__Sorun__
Aşağıdaki materyalde "target" kelimesini içeren bütün satırları olduğu gibi geri ver.

__Materyalden alıntılar__
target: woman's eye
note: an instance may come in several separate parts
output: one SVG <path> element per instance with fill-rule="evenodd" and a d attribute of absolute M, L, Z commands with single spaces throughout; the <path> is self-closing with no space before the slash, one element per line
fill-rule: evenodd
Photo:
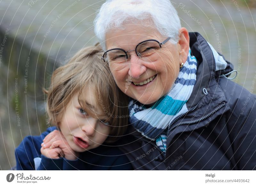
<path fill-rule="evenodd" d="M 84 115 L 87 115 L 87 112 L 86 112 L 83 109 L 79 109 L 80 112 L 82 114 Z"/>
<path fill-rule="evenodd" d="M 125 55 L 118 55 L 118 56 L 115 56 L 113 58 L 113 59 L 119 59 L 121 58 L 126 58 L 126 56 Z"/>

--

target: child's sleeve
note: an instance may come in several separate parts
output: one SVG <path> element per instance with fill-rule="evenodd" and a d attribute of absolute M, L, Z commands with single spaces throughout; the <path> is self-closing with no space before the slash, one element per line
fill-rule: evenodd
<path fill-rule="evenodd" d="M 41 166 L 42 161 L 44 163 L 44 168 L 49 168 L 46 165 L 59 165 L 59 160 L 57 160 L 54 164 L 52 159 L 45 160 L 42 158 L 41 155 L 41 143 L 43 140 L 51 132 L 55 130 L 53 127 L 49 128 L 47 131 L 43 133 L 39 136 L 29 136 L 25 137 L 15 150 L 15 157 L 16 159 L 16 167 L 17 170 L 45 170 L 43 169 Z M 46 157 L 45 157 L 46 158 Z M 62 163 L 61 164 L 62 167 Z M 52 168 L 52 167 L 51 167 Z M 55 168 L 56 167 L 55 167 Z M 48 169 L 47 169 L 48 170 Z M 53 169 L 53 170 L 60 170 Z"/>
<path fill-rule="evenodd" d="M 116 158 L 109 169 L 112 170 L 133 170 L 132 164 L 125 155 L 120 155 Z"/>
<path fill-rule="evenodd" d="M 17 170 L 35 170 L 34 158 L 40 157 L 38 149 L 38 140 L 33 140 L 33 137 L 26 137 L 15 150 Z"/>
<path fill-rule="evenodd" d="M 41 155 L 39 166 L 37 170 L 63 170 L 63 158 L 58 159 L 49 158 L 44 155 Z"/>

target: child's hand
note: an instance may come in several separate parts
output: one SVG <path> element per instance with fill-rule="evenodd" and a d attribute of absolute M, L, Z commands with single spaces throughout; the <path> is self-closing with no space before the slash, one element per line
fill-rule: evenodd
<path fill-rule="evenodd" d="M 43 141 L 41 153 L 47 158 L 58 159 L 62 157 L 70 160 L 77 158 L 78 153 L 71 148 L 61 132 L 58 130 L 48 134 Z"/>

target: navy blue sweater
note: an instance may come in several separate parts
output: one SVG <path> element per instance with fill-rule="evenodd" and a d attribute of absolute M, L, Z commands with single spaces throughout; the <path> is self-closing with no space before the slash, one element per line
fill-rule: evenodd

--

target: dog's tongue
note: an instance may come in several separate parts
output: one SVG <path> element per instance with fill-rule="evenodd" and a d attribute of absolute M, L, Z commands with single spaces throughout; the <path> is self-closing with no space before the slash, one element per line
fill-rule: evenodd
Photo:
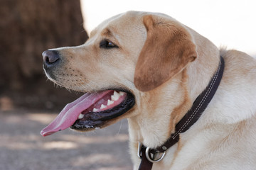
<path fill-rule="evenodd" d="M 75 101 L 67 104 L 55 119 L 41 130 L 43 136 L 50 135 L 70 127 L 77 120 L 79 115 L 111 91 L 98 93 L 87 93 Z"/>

__Görevin sonucu__
target: woman's eye
target: child's sleeve
target: child's hand
target: navy blue sweater
target: dog's tongue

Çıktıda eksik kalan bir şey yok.